=== Begin Enclosure ===
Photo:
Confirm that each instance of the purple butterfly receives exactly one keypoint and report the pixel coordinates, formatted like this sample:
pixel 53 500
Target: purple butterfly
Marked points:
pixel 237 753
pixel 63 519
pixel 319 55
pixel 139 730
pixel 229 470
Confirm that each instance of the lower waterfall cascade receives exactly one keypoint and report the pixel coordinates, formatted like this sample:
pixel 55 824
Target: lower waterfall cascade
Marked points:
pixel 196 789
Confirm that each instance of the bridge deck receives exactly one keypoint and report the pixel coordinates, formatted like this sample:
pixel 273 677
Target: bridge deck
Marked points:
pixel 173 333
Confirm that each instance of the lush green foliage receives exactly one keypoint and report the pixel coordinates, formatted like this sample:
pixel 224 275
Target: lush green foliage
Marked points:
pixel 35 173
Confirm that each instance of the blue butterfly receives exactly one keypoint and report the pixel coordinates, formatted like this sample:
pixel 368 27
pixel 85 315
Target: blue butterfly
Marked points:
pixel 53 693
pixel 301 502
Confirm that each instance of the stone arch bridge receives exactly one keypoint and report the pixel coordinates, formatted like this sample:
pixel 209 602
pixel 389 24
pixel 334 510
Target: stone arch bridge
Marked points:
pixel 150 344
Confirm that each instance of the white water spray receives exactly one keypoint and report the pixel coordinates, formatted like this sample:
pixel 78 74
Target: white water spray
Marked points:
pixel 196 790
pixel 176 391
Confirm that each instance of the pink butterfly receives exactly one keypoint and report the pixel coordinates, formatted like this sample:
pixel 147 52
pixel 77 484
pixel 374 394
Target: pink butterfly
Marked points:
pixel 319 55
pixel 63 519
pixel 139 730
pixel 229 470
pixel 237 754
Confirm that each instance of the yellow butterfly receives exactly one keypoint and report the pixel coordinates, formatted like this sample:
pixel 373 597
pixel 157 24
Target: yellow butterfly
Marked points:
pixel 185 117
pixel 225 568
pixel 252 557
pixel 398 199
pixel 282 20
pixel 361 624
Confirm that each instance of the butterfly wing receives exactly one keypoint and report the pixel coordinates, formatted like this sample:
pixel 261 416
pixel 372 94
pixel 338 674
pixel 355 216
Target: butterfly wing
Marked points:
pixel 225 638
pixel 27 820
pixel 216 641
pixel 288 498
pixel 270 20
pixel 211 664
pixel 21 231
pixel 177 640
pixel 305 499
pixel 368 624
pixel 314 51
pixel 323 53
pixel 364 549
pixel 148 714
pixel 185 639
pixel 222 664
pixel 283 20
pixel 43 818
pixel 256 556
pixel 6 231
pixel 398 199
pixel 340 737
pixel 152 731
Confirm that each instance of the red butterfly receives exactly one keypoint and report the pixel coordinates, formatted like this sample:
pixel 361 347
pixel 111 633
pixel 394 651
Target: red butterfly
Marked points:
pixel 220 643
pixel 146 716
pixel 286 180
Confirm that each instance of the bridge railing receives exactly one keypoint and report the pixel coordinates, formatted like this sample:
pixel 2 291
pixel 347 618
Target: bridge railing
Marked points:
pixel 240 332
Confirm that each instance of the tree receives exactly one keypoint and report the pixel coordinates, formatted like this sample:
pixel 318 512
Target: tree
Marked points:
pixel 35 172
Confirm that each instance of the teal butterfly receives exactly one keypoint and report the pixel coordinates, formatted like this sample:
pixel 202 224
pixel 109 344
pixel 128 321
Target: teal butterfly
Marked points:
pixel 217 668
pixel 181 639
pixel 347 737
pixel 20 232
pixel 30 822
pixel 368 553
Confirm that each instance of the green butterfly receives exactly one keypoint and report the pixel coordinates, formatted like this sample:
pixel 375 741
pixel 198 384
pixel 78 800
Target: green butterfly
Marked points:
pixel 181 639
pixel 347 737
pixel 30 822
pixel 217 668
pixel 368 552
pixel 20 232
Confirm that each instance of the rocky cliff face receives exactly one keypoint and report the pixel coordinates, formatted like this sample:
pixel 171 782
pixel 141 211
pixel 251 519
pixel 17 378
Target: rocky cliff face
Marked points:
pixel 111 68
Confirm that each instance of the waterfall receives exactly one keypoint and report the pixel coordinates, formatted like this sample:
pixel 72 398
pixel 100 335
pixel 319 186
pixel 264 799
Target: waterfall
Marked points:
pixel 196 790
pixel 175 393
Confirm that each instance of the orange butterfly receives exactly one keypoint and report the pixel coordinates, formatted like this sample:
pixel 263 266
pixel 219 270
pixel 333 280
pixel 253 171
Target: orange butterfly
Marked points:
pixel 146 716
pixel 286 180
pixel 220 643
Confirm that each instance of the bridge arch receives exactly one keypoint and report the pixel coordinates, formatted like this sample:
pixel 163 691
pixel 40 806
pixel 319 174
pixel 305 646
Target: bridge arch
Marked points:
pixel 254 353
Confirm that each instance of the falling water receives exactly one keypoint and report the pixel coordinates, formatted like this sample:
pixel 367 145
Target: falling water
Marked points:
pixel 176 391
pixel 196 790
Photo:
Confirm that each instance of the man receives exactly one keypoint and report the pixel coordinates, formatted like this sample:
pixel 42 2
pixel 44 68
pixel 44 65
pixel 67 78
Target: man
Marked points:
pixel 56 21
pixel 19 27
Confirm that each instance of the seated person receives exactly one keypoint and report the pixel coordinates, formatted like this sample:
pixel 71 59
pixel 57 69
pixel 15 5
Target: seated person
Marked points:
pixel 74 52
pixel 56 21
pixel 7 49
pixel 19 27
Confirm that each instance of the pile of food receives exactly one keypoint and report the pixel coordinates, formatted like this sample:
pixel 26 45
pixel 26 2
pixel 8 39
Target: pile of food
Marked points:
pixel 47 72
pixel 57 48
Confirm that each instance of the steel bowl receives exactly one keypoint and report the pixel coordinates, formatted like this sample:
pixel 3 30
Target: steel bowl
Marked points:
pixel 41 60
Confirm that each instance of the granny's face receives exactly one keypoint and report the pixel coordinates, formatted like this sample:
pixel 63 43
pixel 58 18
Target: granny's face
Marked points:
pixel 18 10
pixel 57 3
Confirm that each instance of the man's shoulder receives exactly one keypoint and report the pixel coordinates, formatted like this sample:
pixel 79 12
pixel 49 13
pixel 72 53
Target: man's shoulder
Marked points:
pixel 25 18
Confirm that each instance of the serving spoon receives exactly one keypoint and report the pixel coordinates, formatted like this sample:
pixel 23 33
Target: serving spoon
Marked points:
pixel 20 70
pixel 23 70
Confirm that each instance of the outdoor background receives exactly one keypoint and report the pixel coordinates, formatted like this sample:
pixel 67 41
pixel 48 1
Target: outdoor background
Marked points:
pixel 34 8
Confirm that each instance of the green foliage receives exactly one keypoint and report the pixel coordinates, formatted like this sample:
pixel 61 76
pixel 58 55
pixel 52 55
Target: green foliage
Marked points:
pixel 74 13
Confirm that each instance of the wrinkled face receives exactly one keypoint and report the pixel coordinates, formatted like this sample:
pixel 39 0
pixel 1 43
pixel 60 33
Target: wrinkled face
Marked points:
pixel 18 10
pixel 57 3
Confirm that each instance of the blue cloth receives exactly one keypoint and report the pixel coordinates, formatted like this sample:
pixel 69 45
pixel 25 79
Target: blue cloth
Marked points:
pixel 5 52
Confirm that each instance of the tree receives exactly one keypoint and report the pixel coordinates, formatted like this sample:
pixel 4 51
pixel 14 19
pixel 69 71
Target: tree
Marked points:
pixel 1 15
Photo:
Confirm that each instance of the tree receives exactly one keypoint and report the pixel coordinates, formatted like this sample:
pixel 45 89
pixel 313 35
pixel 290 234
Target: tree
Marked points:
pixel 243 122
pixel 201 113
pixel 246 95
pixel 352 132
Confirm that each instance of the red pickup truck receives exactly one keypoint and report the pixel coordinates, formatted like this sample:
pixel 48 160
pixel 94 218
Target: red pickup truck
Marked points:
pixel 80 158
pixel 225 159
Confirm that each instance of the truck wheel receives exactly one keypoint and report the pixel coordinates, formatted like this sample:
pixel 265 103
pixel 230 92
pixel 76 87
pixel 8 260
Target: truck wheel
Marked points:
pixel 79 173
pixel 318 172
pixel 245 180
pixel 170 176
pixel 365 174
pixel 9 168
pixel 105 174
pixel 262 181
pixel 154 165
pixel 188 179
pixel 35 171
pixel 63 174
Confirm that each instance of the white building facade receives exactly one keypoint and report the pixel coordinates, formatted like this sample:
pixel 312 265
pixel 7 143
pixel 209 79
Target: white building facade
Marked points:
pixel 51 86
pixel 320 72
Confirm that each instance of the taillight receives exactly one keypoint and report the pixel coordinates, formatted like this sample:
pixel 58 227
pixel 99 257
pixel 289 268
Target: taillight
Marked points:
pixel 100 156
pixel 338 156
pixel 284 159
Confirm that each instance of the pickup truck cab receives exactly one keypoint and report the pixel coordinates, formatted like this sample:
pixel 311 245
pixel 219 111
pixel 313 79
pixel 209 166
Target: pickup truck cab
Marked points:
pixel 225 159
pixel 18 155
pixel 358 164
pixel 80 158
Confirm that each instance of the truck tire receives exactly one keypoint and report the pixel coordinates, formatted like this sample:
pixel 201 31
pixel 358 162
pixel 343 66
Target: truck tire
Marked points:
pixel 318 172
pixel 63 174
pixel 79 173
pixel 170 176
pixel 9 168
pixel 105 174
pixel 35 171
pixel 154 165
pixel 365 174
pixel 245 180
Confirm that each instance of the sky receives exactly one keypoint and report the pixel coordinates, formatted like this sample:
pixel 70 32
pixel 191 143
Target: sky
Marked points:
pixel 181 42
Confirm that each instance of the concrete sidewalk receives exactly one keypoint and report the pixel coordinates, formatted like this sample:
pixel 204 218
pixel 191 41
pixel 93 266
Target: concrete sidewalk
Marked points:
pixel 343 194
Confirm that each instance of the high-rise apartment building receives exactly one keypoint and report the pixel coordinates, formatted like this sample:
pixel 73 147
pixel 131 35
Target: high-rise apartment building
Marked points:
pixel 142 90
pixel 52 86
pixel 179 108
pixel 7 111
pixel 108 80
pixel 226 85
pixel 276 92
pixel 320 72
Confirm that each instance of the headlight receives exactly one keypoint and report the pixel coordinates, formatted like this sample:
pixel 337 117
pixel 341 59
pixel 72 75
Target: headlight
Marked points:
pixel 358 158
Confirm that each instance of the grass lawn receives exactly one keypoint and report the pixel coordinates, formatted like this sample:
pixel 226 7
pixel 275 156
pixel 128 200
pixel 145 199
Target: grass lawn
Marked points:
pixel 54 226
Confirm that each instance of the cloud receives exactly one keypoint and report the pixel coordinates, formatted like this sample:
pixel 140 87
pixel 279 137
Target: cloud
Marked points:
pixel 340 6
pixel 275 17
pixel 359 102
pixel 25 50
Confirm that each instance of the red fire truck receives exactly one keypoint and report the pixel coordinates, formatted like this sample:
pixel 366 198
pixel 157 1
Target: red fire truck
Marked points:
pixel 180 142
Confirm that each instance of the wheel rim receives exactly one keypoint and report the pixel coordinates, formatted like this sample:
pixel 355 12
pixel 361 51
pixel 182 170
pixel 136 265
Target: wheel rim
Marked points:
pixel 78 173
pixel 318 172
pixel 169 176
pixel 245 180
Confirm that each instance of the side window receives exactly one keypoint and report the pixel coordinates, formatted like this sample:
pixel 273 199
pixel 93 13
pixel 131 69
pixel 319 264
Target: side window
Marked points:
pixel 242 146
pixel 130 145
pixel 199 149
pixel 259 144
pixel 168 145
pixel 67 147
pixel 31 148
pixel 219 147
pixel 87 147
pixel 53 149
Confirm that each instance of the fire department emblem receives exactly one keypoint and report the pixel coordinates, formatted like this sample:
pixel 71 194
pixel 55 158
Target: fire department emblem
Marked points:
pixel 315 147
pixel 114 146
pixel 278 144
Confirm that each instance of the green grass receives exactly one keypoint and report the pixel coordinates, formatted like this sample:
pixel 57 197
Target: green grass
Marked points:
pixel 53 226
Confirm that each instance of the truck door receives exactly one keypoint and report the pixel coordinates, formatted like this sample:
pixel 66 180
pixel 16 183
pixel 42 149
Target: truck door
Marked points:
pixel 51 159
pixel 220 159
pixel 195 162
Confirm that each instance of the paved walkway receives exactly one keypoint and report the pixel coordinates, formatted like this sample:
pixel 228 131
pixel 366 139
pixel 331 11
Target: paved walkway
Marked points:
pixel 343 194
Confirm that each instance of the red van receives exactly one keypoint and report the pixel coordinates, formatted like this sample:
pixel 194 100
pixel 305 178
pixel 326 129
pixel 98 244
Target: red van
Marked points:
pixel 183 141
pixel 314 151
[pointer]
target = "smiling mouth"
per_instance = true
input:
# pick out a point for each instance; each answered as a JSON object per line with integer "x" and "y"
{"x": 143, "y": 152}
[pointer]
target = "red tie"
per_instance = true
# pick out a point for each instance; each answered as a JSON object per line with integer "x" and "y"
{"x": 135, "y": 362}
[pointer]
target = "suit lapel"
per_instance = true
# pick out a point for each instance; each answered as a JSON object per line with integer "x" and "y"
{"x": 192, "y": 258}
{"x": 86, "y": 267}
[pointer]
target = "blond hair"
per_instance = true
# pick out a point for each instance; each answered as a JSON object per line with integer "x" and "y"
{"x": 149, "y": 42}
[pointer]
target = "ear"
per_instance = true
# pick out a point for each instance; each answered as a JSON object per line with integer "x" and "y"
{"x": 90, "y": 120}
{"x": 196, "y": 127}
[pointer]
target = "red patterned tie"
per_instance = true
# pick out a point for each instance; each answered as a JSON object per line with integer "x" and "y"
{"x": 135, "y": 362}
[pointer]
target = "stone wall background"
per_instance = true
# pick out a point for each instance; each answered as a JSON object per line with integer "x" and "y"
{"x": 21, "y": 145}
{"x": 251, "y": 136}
=== End Enclosure ===
Prompt: Only one number is wanted: how many lines of the data above include the word "cliff".

Expected answer: 2